Retype the records below word for word, from the line containing "around the silver" through the line containing "[296, 50, 404, 142]", including both of those lines.

MATERIALS PROVIDED:
+++

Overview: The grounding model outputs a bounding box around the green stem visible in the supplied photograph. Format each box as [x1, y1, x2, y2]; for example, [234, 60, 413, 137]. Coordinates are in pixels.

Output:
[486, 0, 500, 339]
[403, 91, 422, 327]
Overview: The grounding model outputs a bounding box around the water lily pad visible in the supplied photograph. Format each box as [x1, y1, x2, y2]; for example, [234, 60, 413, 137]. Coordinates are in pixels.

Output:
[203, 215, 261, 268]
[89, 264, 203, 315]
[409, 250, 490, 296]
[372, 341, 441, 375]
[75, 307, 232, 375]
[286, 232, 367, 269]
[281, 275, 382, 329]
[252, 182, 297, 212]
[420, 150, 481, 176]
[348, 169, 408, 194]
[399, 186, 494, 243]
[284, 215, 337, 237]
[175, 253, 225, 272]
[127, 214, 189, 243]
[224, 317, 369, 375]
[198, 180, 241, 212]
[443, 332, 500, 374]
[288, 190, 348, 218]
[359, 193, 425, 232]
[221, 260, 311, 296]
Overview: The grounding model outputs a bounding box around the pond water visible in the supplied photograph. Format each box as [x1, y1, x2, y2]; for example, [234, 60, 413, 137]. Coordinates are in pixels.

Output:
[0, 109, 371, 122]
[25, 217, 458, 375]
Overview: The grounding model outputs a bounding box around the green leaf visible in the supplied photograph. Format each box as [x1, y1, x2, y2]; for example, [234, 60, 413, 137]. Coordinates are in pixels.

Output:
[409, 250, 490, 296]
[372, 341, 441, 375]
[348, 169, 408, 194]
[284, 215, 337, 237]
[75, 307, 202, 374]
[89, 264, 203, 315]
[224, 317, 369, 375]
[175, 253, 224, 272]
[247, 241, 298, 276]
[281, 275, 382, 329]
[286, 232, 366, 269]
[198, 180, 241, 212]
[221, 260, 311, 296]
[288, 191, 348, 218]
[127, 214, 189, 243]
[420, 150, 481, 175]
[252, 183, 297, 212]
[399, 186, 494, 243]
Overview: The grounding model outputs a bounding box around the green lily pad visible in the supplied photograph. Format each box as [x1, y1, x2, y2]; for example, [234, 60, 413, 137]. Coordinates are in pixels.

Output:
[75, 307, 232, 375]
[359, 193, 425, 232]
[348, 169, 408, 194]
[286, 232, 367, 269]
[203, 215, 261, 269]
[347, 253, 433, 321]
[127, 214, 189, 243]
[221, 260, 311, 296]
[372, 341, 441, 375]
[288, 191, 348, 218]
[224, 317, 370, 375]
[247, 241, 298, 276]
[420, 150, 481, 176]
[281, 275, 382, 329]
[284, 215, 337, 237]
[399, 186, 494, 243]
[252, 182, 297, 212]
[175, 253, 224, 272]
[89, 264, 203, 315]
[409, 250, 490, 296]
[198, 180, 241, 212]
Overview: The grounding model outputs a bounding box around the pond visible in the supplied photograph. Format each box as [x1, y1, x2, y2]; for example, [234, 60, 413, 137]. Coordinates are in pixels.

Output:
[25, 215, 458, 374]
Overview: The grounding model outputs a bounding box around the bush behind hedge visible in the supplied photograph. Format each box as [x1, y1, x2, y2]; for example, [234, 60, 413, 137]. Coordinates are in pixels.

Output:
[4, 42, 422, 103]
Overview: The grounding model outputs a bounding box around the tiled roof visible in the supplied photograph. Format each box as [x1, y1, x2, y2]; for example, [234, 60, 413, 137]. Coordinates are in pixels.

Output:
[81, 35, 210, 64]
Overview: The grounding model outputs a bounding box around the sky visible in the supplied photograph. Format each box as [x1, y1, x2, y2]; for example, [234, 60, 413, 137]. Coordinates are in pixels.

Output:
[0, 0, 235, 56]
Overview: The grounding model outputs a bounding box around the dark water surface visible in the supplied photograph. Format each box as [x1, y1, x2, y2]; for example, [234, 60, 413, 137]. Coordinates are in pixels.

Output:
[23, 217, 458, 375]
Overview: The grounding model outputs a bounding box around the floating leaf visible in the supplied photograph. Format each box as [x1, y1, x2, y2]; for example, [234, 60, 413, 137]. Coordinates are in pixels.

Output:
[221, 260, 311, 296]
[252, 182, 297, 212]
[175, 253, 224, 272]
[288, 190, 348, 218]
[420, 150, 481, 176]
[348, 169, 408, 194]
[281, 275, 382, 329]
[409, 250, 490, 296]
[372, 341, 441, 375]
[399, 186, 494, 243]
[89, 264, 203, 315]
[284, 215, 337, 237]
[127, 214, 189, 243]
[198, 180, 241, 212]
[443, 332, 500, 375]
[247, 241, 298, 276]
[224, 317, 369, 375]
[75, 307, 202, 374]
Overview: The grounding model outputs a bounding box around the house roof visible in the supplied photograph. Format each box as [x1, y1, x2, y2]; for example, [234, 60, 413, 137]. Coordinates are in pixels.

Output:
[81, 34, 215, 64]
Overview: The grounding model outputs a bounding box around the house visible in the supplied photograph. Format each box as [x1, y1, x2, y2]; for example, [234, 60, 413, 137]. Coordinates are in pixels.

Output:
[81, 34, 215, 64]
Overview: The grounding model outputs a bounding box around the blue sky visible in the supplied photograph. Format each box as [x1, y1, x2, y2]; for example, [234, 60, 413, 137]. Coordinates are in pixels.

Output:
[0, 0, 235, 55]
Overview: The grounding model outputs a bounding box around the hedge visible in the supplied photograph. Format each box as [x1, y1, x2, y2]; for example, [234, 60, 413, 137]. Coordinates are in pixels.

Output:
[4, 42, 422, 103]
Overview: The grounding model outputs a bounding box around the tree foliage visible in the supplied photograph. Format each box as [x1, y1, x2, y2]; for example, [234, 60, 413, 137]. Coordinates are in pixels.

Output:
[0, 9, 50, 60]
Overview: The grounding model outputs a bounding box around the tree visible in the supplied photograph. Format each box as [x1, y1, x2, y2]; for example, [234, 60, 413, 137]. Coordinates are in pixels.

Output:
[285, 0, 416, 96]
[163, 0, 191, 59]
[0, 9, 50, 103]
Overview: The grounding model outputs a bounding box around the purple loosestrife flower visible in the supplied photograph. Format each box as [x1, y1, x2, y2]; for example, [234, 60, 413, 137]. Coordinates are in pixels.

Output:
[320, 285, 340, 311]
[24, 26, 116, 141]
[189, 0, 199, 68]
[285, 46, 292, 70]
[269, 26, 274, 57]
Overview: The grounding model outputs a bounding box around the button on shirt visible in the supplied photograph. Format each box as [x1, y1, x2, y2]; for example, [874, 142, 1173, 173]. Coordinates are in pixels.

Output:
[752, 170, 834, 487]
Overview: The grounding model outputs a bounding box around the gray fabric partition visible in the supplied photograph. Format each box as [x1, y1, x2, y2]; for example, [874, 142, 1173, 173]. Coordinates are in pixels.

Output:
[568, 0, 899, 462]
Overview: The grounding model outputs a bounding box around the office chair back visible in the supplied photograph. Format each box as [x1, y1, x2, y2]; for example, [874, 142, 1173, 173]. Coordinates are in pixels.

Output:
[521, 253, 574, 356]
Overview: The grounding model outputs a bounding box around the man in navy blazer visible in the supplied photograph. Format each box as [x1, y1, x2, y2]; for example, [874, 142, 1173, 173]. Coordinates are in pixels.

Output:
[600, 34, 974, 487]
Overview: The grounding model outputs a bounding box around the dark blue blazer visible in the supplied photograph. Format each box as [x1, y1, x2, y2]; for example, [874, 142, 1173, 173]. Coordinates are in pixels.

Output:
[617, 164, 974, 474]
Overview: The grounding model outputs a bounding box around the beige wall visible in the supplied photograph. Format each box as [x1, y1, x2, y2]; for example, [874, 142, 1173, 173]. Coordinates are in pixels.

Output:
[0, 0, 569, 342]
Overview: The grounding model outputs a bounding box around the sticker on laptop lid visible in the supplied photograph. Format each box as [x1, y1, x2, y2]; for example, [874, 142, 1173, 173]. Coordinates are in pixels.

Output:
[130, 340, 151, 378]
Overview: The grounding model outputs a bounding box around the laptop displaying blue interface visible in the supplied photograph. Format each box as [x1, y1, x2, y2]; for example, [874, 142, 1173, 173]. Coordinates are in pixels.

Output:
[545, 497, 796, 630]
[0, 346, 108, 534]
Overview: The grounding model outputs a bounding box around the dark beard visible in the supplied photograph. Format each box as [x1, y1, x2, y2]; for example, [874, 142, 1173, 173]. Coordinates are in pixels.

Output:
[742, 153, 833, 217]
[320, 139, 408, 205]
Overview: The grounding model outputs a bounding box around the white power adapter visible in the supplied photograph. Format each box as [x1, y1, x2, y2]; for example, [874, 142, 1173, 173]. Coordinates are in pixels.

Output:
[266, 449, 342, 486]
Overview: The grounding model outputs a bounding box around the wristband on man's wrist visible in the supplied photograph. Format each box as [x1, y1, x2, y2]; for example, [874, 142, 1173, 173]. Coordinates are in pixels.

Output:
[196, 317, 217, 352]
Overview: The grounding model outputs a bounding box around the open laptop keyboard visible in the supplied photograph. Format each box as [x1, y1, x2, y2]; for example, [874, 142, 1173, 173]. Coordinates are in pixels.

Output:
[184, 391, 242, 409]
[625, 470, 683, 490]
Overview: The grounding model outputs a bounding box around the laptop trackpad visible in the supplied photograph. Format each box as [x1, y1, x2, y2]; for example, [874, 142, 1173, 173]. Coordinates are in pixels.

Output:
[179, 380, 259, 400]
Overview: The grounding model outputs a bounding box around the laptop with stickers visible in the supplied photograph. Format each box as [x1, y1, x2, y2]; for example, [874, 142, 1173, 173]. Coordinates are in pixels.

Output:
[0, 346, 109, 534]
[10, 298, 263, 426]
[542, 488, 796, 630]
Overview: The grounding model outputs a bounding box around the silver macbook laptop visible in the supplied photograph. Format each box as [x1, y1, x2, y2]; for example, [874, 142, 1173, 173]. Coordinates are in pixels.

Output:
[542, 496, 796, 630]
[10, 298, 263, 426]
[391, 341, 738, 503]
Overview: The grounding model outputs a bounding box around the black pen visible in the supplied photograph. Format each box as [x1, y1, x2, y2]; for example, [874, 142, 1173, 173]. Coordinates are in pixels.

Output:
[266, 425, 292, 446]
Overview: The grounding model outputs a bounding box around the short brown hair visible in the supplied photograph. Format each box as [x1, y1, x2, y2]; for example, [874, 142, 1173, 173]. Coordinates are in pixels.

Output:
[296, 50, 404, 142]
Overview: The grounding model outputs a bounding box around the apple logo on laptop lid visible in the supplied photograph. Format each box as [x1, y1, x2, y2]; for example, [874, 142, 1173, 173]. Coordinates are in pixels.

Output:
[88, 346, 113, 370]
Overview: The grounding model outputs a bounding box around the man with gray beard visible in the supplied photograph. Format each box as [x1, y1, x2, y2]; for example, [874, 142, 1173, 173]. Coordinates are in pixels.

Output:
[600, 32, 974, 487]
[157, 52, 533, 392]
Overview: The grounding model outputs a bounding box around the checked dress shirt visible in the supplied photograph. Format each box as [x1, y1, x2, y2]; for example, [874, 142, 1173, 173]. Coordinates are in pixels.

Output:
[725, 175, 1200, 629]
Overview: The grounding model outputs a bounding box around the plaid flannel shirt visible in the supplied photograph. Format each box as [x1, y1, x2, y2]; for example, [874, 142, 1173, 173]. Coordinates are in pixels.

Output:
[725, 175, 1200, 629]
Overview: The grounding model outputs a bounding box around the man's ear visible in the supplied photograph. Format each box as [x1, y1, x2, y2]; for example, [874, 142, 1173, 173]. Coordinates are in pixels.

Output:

+++

THE REPLY:
Overview: The grounding model outputs a bounding box around the silver macbook laptop visible in the supplied photograph. Format each box as [x1, y1, x2, y2]; for example, [874, 142, 1173, 173]. Coordinates are in pixels.

Output:
[542, 496, 796, 630]
[10, 298, 263, 426]
[391, 341, 738, 503]
Overview: The grounding model outputs a bounding box around the black pen visible in the supplied photograph. Format each box as [x1, y1, x2, y2]; for example, [874, 142, 1173, 173]. Coordinates are in pixels.

Output:
[266, 425, 292, 446]
Overview: The grounding model outputs a bounding box around the short brown hair visible in the supplied photograph. Format each box as [x1, y1, x2, y2]; for example, [874, 142, 1173, 173]. Coordinates are in pixels.

Output:
[296, 50, 404, 142]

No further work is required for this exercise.